**TASKS TO CARRY OUT**
**A)** Name every specific non-human organism that the text about Agent Orange mentions.
**B)** Continue the passage about Agent Orange and birth defects, starting after its final sentence.

Although no one knows—because no government agency has bothered to count—how many children fathered by Vietnam veterans have suffered birth defects similar to those seen in the offspring of female laboratory animals exposed to dioxin, everyone agrees that this is one of the most volatile aspects of the Agent Orange issue. To parents of children like Lori Strait, the question of whether dioxin damages the chromosomes or sperm cells of exposed males should have been answered “before one drop” of Agent Orange was used in Vietnam. Yet two decades after the first defoliation mission was flown, there is still no unanimity among scientists on whether TCDD acts as a mutagen in male laboratory animals or in human beings. Citing a study of male mice treated with agent Orange, the VA continues to argue in its public relations pamphlets that “there is no medical evidence that exposure to Agent Orange has caused birth defects in the children of Vietnam veterans.”
1
But according to attorneys for Vietnam veterans involved in the class action suit, “At least 2,000 children may be born with catastrophic deformities due to the chemical poisons their fathers carried home from the war.”
2
In addition, the VA’s pamphlets fail to mention that TCDD-dioxin is a depressant of spermatogenesis in male rats, and causes mutations in salmonella and drosophila.
3

Evidence of the possible mutagenic effects of TCDD on exposed males is not limited to bacteria or laboratory rats. In Vietnam, Dr. Ton That Tung and his colleagues have been studying the possible effects of dioxin on North Vietnamese soldiers exposed to herbicides while serving in the South. Among the birth defects Dr. Tung and his colleagues have observed are cleft lips, shortened limbs, absence of nose and eyes, malformed
ears, clubfeet, absence of forearm, hydrocephaly (water on the brain) and anencephaly (a condition in which all or a major part of the brain is missing), and a variety of heart problems.

(Natural-language object grounding data)

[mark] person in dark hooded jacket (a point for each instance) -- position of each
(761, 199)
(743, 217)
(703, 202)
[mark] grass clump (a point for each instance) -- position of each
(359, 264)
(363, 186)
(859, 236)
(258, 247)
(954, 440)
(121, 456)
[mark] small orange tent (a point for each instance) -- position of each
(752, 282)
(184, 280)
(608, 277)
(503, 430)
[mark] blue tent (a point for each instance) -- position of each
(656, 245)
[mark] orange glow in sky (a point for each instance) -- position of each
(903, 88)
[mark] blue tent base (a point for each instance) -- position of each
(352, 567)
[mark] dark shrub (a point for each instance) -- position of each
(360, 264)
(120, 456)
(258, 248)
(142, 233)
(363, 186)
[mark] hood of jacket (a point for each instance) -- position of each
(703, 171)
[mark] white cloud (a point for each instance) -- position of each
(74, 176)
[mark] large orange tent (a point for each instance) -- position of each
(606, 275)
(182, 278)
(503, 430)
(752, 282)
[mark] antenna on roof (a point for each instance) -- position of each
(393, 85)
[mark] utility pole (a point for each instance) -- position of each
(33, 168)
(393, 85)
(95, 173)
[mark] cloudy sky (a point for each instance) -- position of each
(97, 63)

**ANSWERS FOR EACH ITEM**
**A)**
- Mice
- Rats
- Salmonella
- Drosophila

**B)**
Because Dr. Tung was aware that laboratory research had already proven dioxin teratogenic and fetotoxic in rats and mice, he was careful to inquire whether the wives of former North Vietnamese soldiers had been exposed to herbicides. Through interviews with the veterans and their families, Tung’s research teams learned that
none of the women
who had given birth to deformed children had been exposed to herbicides; yet in one district where the researchers found a total of nine birth deformed children were fathered by veterans. In another district, where veterans comprised only a small percentage of the population, Dr. Tung found that half of the deformed children born during a four-year period were fathered by veterans. Six out of the thirty children born with defects were anencephalic, and all six were fathered by veterans.

Statistically, writes Dr. Tung, his findings are extraordinary: In the region he was studying there should have been “one anencephalia in every 2,777 births, whereas we have one anencephalia per 197.7 births among veterans from the south. Furthermore, we must emphasize the great number of cardiac deformities: fifteen cases out of forty-three defects: i.e. 34.8 percent of the defects. The involvement of the neural tube seems to be in agreement with the studies of Barbara Field, who proved that in Australia there is a linear relationship between the rising rate of
spina bifida
[a condition where the spine is improperly fused] in newborns in the
first generation
and the rate of 2,4,5-T utilized each year.” Dr. Tung has also found that the wives of exposed veterans have an abnormally high rate of miscarriages, premature births, and stillbirths, while an unusual number of the veterans suffer from sterility. The fathers of deformed children, writes Dr. Tung, exhibited “signs of direct contact with herbicide sprays in South Vietnam.” Concluding his paper, he states: “by comparing reproductive outcomes of Vietnamese soldiers exposed to Agent Orange and those who were not exposed, there appears to be an excess of birth defects in children
of the exposed veterans. This suggests that dioxin may act as a mutagen and thus would represent the first example of teratogenic damage due to male exposure in humans.”